La consigne:
Rassemblez toutes les lignes du matériel ci-dessous qui contiennent la chaîne « steel », en les recopiant telles quelles.

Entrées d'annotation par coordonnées
───

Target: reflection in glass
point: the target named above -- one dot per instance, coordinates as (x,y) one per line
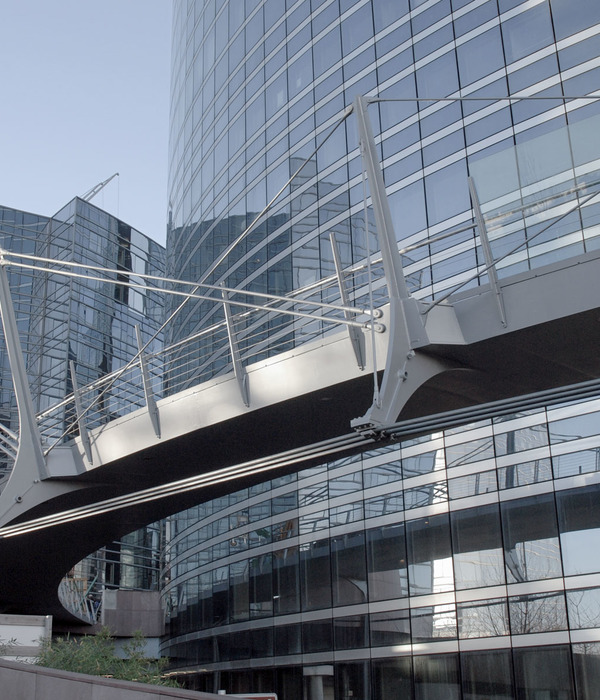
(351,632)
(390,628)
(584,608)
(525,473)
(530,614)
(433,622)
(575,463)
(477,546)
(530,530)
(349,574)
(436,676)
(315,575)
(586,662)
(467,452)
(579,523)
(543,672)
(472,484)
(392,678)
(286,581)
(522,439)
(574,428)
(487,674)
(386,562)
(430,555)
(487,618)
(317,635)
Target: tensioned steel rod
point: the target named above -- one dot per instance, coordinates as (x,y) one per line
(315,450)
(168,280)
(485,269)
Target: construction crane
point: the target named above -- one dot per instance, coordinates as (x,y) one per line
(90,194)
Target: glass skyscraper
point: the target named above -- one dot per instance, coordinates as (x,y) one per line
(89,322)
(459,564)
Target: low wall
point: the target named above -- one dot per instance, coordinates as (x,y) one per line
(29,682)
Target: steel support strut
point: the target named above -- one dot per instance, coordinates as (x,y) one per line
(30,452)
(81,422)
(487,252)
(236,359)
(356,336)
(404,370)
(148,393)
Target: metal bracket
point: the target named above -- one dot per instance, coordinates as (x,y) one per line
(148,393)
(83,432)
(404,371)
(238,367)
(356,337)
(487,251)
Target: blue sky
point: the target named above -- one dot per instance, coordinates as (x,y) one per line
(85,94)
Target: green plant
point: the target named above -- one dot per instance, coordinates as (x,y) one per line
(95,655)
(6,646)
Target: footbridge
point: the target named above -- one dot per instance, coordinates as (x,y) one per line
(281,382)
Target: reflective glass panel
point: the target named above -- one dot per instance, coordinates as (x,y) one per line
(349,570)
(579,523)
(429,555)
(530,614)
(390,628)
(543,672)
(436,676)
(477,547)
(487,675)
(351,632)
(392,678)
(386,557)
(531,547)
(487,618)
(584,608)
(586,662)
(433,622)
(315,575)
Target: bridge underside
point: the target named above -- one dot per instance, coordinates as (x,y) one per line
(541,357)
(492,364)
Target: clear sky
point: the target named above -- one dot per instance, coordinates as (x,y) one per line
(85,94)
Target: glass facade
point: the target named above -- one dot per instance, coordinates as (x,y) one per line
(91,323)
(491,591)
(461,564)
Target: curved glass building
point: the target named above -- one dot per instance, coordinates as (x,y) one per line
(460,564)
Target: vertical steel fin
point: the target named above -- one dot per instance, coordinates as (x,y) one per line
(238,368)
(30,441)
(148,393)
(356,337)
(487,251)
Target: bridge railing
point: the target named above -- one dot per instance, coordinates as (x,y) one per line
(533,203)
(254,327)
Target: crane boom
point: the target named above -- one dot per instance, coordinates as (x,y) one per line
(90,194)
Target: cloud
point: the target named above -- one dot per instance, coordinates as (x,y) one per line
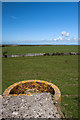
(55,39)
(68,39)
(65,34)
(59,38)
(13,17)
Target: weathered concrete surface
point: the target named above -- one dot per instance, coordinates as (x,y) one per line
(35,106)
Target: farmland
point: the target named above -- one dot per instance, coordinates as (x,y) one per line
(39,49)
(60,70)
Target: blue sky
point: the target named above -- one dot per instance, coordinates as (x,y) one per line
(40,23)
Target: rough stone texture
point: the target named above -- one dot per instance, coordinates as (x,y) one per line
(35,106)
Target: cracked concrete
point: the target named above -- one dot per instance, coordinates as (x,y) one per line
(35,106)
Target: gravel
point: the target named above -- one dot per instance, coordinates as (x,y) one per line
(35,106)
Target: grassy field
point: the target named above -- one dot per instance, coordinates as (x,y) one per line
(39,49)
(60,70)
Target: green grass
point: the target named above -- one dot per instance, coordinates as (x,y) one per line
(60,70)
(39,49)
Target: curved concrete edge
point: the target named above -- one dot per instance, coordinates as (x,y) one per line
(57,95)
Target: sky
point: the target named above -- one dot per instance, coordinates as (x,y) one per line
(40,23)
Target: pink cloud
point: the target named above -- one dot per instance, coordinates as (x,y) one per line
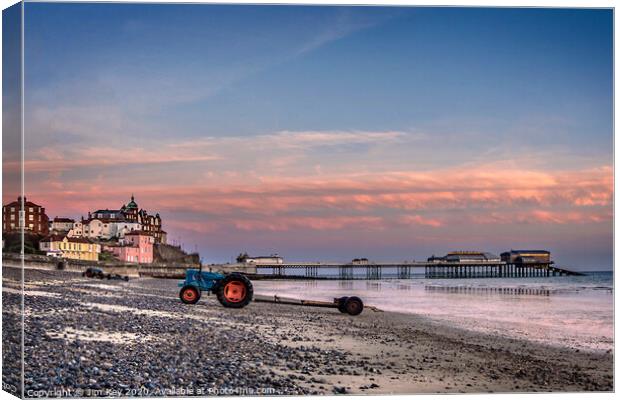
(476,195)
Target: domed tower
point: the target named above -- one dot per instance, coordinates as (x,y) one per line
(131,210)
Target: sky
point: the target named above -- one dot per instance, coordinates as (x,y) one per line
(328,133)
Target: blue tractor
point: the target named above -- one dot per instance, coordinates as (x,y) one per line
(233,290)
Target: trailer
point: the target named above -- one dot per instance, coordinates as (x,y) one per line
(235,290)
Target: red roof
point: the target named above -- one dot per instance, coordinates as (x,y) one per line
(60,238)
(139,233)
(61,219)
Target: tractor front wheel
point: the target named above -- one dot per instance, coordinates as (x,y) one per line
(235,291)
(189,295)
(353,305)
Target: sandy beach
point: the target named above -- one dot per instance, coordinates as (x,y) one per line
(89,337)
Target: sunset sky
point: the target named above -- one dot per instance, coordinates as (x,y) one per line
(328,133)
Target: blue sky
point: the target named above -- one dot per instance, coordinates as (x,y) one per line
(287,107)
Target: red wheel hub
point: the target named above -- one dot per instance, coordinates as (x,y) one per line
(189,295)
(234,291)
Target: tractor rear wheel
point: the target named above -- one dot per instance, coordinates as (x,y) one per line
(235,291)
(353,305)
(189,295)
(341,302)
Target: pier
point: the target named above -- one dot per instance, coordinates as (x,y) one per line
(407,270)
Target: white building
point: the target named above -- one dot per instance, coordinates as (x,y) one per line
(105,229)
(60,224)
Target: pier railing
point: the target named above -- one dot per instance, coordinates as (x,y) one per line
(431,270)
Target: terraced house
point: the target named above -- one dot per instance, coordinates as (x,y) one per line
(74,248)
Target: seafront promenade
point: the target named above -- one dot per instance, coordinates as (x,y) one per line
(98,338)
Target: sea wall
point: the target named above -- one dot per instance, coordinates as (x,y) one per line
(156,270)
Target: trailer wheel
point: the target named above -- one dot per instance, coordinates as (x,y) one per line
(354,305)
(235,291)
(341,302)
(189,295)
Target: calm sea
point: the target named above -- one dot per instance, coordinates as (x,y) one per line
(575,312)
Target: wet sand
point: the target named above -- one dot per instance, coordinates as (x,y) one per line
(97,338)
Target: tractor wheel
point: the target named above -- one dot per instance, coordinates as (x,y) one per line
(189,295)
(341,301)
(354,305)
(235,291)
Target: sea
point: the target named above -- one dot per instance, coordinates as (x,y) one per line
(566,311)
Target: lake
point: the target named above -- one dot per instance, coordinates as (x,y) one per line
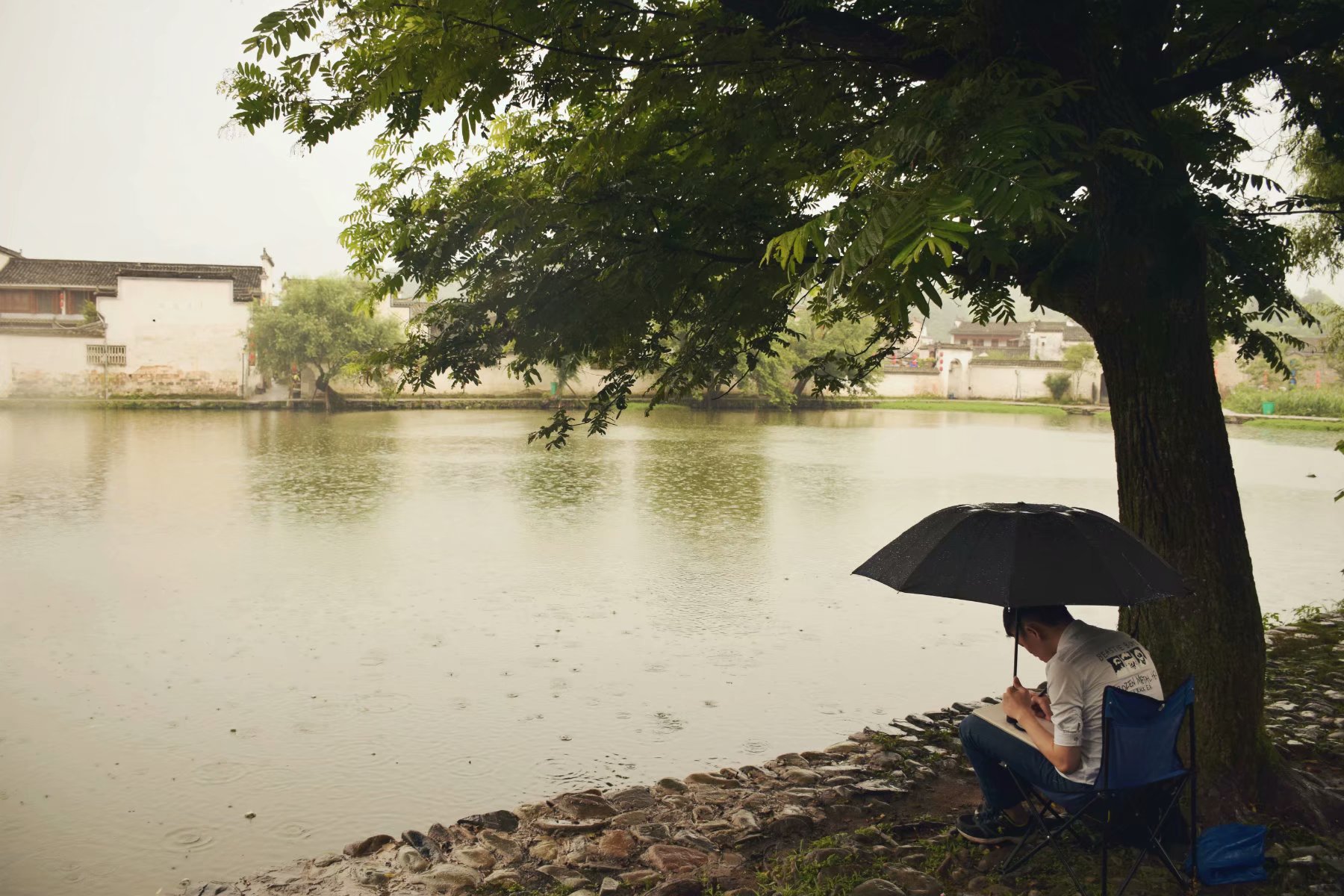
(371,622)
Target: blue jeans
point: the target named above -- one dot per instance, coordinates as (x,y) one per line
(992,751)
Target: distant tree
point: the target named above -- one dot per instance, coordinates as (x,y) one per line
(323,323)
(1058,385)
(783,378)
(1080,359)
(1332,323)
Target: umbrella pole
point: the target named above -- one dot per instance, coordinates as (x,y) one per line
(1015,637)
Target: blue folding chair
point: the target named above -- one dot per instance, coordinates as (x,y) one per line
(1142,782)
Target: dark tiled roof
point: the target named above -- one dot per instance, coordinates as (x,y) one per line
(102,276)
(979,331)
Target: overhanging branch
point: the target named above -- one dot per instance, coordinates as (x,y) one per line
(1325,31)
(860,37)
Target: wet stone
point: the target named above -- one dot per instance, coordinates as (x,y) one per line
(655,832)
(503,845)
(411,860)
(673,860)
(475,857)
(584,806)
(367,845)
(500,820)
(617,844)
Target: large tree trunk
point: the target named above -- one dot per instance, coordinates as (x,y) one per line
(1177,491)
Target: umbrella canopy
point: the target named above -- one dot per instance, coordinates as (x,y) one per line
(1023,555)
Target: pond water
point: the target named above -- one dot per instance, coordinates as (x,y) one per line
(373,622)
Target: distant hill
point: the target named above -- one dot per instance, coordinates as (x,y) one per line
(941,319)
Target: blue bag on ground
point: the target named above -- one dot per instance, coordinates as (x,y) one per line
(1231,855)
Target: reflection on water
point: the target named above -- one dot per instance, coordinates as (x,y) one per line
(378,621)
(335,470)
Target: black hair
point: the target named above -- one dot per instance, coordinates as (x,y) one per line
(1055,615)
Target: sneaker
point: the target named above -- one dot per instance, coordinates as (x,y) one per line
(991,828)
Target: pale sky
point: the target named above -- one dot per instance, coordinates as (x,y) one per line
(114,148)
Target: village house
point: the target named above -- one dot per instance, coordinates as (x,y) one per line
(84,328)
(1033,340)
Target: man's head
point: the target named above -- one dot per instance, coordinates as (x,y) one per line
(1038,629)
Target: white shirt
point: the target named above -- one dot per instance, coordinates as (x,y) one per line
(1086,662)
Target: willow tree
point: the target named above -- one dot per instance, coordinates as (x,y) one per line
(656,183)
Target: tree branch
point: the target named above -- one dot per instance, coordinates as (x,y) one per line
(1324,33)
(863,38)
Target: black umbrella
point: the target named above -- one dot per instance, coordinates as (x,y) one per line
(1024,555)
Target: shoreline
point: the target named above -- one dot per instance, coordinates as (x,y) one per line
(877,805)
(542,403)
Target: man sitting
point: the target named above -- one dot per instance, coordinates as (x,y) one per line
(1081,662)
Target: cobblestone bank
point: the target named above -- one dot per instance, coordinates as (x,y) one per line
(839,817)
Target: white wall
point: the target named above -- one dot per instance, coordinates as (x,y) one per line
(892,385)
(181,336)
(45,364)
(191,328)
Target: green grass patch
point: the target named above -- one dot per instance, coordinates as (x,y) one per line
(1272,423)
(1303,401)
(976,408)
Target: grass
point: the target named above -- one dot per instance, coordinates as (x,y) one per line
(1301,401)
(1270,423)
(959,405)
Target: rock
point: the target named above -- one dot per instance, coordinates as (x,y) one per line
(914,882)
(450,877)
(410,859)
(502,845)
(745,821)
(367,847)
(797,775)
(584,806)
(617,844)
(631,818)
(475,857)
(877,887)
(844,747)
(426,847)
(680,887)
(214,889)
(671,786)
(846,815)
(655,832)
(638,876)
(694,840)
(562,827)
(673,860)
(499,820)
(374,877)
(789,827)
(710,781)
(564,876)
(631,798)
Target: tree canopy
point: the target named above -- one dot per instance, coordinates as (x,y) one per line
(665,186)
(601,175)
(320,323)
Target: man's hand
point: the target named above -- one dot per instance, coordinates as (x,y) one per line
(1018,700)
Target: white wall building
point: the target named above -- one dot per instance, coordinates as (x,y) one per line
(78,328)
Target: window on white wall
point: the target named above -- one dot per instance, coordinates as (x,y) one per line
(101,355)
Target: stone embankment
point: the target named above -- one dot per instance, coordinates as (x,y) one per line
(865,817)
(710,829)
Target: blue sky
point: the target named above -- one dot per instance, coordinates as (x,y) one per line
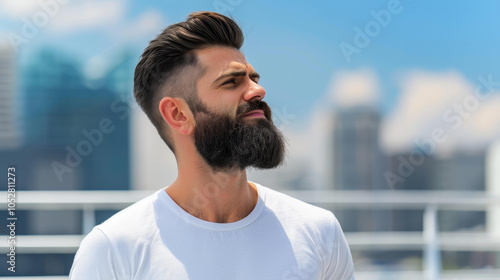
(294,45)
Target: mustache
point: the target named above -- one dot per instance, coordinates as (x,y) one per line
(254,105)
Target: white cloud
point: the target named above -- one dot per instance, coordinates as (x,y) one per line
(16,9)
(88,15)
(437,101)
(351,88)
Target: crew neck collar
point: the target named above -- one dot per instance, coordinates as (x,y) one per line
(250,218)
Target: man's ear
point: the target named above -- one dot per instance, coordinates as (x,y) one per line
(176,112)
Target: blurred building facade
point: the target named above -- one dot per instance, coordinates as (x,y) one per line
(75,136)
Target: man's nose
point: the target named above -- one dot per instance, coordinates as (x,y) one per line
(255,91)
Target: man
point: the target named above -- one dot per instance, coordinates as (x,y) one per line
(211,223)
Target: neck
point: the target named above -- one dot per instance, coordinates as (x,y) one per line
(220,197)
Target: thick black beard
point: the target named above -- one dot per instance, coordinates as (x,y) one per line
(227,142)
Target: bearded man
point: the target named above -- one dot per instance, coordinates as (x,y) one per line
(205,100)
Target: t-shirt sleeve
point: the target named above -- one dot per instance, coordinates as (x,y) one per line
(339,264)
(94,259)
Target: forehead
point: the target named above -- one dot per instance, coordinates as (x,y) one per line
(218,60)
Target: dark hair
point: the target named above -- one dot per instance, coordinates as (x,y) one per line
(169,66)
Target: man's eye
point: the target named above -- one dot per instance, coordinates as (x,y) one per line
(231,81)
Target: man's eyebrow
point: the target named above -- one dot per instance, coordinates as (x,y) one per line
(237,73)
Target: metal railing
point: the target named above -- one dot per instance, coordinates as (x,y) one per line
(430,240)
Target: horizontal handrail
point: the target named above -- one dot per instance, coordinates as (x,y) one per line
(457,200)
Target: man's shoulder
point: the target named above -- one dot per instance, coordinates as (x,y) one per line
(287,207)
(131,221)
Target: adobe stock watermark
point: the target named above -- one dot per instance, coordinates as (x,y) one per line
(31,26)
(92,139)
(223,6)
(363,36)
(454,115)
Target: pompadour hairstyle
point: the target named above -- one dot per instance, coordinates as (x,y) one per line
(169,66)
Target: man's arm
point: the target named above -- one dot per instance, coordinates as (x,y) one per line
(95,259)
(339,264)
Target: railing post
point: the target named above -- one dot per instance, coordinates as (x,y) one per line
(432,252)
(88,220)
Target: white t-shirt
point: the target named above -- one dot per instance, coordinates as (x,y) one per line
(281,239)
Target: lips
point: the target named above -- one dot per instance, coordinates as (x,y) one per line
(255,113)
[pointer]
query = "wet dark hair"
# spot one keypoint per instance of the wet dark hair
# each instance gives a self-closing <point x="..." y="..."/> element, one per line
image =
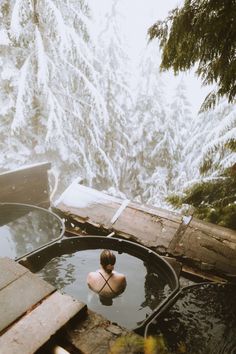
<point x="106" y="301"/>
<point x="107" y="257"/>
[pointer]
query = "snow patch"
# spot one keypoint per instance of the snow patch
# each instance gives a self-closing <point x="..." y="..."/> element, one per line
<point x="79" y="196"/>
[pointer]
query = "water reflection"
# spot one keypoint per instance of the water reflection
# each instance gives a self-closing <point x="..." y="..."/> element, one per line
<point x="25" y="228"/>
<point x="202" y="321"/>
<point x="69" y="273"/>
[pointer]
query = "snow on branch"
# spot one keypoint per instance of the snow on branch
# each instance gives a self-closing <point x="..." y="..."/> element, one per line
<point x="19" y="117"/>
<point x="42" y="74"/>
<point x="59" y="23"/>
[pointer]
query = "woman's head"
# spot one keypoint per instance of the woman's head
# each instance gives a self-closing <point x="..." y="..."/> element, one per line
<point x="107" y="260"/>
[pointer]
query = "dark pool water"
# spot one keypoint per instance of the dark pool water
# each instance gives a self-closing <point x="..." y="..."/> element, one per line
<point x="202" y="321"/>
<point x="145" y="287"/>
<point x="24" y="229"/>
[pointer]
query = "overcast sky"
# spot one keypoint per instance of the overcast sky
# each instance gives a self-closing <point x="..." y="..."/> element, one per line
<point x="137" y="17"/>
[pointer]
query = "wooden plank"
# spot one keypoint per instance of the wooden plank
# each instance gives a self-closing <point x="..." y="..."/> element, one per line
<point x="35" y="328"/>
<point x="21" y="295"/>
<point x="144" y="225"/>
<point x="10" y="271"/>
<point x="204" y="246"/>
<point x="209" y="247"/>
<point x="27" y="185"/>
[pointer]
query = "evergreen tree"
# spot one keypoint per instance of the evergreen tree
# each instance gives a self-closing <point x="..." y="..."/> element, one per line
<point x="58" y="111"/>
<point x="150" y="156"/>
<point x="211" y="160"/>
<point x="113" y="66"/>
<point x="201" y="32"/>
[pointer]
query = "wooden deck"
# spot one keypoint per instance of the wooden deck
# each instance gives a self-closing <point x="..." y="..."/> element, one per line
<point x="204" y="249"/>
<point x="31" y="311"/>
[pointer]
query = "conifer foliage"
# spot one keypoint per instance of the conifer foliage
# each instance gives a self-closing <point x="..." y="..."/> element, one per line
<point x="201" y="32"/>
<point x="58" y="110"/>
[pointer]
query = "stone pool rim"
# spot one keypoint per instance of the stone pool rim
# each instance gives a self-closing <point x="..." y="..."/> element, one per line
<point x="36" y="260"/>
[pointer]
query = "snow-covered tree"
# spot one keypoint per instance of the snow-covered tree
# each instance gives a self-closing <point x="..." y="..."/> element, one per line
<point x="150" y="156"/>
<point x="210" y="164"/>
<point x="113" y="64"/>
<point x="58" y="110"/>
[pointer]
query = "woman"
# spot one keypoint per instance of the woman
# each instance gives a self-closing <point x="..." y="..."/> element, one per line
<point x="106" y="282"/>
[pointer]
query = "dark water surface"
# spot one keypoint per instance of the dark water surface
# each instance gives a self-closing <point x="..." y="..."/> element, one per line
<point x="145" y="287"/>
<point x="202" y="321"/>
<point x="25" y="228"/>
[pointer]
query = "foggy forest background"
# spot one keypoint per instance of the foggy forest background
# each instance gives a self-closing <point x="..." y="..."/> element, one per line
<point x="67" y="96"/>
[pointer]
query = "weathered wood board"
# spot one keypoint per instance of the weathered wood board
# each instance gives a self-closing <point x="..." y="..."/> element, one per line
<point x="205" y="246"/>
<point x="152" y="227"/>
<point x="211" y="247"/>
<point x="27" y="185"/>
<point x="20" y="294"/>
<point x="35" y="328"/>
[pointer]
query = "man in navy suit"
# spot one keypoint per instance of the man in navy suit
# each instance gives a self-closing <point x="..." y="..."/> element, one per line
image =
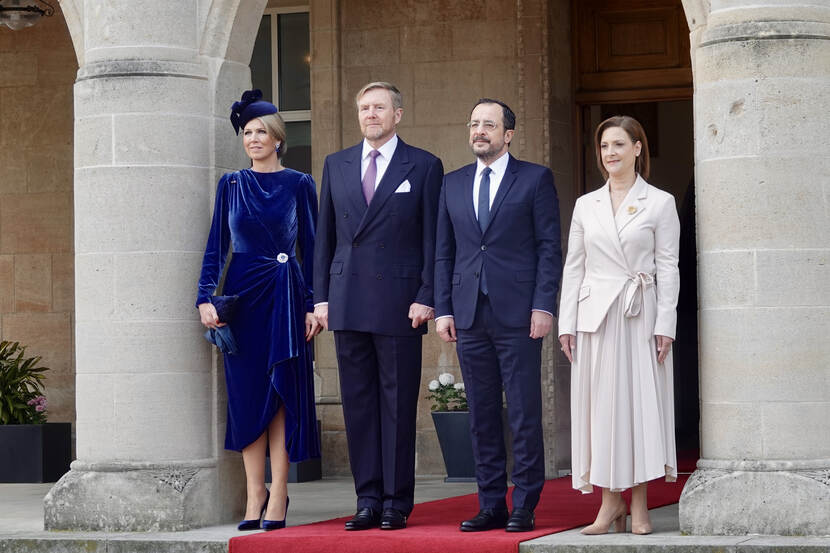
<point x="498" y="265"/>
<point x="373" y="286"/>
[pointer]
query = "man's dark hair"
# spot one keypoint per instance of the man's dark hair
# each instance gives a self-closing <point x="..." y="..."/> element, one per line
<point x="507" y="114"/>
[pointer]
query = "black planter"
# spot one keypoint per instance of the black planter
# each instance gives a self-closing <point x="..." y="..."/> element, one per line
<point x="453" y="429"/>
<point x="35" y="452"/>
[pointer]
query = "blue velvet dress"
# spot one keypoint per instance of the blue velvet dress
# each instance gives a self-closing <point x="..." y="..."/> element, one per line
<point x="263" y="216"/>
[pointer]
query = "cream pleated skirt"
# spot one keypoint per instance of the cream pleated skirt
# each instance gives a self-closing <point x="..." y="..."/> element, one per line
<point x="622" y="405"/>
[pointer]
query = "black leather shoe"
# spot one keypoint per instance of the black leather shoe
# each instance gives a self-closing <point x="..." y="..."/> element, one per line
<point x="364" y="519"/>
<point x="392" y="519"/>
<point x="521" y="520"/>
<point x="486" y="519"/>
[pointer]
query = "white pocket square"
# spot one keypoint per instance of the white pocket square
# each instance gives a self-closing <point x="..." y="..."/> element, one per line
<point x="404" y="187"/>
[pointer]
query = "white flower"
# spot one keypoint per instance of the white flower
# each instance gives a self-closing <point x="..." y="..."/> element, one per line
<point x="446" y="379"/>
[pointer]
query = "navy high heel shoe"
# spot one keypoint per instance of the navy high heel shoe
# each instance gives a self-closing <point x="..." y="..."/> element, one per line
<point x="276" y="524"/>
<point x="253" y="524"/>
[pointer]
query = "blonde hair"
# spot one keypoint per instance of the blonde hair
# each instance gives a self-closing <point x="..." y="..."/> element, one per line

───

En réponse:
Target: tensioned steel rod
Target: steel support strut
Target: vertical steel fin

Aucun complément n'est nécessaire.